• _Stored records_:
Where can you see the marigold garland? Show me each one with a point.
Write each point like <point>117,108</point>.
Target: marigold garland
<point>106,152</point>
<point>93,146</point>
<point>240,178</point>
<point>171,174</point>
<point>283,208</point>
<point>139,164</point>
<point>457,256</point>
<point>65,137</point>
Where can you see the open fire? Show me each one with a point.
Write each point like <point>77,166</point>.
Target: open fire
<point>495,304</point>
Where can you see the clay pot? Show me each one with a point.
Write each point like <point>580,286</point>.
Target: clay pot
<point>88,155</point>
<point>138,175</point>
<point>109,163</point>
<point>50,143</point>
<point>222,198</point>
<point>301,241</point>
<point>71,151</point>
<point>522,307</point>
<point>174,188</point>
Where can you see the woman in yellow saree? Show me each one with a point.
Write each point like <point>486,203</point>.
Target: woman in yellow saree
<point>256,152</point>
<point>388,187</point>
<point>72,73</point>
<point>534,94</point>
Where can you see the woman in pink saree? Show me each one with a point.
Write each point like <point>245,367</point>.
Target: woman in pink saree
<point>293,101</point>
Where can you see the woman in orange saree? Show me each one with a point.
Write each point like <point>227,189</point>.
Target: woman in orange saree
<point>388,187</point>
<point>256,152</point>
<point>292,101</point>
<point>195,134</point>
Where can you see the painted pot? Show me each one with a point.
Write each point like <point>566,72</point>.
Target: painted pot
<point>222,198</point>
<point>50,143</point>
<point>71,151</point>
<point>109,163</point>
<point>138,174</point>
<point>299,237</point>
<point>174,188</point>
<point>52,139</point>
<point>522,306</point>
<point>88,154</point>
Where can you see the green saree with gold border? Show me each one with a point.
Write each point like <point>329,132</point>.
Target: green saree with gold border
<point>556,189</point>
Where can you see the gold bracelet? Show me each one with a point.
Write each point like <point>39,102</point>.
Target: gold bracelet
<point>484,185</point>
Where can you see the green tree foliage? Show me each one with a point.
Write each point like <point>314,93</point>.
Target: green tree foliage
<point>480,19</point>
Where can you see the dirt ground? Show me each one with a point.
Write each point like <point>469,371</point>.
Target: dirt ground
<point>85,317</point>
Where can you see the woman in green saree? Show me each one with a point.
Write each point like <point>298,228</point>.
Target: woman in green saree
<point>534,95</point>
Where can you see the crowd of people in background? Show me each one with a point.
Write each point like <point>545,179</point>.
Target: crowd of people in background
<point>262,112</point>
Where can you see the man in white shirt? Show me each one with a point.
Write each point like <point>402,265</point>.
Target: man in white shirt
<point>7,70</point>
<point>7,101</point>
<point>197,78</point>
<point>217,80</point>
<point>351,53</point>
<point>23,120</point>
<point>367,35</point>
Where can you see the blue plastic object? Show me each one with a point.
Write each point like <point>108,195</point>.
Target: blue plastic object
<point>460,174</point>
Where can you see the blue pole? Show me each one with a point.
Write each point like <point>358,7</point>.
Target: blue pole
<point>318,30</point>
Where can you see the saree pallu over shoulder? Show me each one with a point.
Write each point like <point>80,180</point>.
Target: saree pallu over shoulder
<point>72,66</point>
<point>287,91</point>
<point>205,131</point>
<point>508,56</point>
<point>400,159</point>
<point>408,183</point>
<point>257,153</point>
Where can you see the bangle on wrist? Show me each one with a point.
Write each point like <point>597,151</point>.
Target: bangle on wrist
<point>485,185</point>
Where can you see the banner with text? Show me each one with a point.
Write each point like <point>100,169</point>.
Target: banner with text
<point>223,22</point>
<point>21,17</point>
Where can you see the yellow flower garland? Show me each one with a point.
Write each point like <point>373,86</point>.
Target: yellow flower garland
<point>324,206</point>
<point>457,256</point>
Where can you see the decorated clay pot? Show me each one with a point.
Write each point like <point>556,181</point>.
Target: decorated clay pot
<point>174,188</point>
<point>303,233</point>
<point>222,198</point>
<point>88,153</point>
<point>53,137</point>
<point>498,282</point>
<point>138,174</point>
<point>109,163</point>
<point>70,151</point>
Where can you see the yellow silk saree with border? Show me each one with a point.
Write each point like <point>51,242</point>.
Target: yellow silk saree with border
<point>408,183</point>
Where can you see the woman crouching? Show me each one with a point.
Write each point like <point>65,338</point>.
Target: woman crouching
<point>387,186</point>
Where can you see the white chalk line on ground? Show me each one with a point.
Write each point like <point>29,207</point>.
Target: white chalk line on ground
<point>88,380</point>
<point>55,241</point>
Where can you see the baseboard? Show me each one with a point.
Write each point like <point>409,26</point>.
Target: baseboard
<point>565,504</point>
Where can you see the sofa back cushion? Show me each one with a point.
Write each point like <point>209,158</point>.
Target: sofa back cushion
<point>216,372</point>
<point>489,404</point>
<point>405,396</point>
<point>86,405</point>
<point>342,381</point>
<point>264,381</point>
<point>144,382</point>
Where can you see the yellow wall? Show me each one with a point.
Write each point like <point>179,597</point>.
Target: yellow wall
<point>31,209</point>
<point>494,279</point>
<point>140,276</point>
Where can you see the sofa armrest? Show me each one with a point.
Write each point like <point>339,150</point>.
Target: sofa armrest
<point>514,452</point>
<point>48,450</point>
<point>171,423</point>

• _What is needed_: Copy the data starting at the line that contains "Where can you see the yellow silk" and stopping after the line that contains "<point>55,241</point>", leaving the requests and their sample points unchanged. Multiply the coordinates in each answer point by 0.2 and round them to whole numbers, with halves rounded up.

• _Output below_:
Where can you see the yellow silk saree with border? Show me each one with a point.
Write each point like <point>51,242</point>.
Target: yellow silk saree with border
<point>82,37</point>
Where can you see the woman crouching? Show me each one with a point.
Write each point like <point>65,338</point>.
Target: woman crouching
<point>77,37</point>
Where can you see the white chalk line on ground? Show me each one with a point.
Write each point like <point>29,207</point>.
Target: white chalk line on ground
<point>18,76</point>
<point>11,48</point>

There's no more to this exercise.